Collected data entries
⟨

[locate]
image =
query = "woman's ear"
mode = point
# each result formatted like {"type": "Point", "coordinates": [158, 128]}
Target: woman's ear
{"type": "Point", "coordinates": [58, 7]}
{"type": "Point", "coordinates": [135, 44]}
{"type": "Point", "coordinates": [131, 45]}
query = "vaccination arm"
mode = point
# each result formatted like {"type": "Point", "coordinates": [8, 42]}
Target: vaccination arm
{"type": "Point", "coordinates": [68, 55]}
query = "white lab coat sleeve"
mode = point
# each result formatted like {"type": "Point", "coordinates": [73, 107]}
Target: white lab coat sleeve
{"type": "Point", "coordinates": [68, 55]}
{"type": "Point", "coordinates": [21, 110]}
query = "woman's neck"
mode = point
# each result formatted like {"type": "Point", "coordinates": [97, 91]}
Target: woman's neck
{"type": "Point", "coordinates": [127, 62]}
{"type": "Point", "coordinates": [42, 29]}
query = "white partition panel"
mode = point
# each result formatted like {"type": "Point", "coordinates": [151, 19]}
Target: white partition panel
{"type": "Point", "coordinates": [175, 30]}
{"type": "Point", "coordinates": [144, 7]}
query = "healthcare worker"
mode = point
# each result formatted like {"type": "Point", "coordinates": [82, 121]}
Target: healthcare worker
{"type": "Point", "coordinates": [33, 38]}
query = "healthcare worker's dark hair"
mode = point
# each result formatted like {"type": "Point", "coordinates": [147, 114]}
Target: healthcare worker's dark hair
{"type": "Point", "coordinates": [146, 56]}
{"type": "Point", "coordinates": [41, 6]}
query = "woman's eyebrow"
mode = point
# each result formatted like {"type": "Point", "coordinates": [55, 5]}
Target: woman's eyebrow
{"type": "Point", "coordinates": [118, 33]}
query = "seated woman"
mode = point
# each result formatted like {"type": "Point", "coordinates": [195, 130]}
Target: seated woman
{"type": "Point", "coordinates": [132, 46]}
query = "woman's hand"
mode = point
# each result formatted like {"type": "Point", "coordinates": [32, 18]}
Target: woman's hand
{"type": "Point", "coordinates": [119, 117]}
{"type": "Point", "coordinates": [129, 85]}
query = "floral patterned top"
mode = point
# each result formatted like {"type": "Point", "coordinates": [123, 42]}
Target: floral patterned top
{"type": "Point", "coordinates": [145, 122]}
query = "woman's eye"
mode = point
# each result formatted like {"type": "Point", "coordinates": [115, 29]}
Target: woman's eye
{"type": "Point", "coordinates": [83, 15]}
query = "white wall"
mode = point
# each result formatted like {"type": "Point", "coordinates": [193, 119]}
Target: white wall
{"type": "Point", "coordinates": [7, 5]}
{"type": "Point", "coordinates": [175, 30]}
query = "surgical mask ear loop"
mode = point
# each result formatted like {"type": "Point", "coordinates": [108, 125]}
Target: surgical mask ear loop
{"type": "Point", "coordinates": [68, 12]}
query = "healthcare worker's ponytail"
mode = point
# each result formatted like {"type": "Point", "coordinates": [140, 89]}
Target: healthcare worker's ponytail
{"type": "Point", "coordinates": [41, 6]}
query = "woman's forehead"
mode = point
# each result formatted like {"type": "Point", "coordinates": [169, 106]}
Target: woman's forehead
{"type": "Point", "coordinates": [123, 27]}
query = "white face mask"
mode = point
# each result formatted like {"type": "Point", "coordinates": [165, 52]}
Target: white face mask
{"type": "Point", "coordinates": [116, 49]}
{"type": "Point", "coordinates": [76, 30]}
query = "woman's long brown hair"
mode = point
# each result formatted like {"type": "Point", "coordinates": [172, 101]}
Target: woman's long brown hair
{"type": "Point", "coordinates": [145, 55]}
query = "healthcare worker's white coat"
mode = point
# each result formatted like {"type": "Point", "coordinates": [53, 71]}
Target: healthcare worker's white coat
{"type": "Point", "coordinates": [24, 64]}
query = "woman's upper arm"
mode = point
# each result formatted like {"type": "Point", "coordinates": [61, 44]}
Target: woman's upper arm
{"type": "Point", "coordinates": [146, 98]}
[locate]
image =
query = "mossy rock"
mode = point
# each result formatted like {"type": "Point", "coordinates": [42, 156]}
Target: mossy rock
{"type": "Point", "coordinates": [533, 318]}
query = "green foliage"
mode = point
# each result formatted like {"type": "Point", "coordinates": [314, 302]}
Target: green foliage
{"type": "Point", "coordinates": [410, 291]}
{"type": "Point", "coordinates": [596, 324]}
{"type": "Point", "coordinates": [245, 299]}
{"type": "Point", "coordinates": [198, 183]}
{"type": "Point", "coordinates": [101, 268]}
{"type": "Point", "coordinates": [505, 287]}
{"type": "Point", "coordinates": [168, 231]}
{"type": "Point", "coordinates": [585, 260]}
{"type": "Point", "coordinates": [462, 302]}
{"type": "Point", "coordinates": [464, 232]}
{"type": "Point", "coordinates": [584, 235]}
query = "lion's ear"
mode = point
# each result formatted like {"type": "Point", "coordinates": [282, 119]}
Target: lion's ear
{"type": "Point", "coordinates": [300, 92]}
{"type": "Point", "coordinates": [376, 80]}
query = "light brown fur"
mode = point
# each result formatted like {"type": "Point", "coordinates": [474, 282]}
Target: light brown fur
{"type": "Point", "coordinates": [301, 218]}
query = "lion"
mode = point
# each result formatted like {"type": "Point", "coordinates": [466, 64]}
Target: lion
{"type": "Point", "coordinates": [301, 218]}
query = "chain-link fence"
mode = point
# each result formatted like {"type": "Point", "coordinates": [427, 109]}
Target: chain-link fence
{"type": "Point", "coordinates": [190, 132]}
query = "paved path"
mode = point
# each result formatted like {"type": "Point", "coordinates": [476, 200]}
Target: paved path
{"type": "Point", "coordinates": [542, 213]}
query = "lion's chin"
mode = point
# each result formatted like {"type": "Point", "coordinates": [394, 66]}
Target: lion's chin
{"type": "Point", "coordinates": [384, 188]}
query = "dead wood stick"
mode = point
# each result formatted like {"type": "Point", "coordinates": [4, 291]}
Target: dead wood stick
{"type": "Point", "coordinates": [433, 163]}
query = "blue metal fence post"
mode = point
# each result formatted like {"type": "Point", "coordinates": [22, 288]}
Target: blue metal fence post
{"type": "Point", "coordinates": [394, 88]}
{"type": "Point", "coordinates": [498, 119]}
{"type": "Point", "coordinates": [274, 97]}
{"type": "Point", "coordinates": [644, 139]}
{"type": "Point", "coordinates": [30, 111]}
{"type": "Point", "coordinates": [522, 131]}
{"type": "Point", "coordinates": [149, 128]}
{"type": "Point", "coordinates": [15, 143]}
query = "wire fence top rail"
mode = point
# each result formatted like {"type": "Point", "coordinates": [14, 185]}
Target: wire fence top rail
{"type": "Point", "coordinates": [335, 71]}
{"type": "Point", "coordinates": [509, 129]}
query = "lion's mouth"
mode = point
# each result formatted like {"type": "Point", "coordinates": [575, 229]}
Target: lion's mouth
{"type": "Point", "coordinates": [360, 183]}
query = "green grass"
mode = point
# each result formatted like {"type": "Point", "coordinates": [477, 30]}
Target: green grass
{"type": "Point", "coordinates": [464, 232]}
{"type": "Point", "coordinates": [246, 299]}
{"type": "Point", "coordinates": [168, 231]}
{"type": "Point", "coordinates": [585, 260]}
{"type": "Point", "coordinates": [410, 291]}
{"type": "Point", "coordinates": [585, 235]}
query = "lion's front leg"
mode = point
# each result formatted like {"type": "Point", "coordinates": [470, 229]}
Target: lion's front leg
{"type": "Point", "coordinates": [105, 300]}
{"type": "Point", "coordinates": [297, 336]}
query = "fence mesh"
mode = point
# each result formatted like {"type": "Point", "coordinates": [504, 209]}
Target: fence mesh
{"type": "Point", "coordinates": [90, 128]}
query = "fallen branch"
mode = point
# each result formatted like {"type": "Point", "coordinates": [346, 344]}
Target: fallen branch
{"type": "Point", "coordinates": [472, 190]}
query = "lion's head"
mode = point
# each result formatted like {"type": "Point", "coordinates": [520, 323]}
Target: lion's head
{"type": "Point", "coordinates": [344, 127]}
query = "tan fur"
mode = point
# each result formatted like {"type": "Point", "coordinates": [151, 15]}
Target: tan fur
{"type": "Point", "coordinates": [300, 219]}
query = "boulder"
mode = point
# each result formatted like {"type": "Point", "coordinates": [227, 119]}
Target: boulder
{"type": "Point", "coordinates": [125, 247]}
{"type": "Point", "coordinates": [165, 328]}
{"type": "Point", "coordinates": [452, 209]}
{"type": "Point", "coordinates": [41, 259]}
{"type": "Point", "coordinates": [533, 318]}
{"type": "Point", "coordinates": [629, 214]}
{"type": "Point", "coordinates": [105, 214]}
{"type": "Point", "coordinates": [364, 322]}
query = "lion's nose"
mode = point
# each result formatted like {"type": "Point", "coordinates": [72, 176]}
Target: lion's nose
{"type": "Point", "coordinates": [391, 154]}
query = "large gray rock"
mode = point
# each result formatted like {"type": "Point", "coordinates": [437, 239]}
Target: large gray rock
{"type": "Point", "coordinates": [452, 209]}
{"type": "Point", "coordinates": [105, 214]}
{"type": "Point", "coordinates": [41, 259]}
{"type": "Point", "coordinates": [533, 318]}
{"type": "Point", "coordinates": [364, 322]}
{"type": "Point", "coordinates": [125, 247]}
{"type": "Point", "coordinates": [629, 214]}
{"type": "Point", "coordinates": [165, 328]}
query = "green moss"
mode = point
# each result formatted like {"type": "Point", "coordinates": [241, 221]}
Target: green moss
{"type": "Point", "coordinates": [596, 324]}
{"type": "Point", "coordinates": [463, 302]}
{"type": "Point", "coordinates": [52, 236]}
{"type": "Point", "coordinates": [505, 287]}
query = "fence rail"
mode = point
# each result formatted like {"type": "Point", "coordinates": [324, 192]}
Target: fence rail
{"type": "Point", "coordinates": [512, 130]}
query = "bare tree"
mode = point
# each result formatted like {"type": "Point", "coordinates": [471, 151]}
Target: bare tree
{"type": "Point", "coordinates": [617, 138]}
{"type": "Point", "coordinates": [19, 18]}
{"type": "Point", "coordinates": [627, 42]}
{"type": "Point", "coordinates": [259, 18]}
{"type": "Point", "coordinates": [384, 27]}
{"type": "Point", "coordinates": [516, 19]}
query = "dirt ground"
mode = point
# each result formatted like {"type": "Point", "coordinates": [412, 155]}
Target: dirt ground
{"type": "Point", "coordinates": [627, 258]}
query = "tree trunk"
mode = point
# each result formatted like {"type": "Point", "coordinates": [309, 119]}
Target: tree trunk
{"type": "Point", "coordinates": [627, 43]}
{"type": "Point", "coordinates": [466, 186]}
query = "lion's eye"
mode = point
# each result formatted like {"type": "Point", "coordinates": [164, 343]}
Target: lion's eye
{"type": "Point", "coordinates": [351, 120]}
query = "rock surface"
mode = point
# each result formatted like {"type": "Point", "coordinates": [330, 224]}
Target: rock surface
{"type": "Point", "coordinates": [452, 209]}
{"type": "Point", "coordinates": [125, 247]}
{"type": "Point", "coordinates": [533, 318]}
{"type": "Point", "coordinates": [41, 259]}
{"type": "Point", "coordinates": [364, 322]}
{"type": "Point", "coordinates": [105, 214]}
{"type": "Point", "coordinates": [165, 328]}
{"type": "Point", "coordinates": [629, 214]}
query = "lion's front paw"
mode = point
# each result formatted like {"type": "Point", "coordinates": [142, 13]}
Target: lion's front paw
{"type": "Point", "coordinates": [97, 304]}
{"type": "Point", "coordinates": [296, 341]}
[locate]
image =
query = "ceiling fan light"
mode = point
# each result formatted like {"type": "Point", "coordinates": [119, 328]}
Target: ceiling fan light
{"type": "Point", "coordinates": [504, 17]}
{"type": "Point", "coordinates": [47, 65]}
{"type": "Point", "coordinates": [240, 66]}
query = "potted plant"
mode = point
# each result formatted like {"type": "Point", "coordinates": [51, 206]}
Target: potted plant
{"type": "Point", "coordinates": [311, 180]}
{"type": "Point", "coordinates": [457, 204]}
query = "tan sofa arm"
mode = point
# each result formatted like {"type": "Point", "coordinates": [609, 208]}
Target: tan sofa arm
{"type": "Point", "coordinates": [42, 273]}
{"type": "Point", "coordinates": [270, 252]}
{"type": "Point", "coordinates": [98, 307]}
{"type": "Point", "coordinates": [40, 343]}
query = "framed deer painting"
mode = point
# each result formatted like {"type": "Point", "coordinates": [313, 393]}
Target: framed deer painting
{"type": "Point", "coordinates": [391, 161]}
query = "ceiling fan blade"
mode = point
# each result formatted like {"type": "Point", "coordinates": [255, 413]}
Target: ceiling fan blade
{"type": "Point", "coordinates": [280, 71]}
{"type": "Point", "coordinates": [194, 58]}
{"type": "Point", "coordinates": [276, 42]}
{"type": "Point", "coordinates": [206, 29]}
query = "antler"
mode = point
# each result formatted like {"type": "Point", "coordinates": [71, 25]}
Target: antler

⟩

• [TASK TO COMPLETE] Please report how many lines of the items above contain the string "plant", where only matches with the same letter case count. Reply with the number alone.

• [RESULT OF THE EXERCISE] 2